• **THE DATA**
- - -
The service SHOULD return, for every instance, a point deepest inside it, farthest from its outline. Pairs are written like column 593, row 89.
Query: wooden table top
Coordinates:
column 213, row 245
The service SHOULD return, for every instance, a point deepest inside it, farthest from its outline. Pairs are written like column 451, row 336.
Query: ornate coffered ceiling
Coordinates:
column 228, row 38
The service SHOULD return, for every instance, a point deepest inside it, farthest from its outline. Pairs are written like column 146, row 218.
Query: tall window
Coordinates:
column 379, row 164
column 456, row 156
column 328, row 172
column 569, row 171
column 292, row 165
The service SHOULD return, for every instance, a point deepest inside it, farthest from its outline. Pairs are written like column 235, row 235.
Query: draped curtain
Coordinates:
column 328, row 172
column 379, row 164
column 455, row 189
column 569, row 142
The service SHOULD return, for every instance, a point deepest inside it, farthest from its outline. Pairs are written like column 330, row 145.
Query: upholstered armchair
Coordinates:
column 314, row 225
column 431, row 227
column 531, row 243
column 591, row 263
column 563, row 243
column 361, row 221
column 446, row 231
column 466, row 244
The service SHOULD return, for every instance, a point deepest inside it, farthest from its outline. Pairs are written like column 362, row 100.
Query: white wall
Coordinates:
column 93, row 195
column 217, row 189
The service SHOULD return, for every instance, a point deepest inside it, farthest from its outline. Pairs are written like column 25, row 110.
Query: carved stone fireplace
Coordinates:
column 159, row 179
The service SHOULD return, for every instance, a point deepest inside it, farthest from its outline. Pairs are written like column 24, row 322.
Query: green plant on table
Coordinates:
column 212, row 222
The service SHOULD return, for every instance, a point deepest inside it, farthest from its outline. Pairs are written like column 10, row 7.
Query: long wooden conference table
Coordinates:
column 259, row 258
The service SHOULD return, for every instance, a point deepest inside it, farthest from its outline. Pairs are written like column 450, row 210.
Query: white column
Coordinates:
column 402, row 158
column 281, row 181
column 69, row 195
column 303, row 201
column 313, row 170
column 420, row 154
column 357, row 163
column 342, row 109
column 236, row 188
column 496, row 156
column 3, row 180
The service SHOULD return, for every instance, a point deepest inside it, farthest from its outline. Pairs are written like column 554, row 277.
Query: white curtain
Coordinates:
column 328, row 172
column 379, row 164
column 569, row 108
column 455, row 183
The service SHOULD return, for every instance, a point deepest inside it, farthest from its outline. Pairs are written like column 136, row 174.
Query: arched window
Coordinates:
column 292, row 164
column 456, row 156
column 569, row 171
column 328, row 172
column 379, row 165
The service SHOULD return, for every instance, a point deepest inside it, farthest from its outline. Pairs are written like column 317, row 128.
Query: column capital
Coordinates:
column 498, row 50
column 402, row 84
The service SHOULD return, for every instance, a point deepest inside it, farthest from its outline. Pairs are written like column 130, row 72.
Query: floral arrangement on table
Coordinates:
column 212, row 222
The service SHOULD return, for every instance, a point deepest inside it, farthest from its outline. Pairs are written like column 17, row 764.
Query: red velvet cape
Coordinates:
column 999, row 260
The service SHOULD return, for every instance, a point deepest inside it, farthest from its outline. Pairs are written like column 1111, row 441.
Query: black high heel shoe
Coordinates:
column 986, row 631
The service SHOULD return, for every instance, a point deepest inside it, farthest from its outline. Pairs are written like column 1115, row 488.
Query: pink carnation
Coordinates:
- - -
• **DIRECTIONS FOR THIS TASK**
Where a line in the records above contains the word "table", include it in the count; state the total and nothing more.

• **ANSWER TO THIS TASK**
4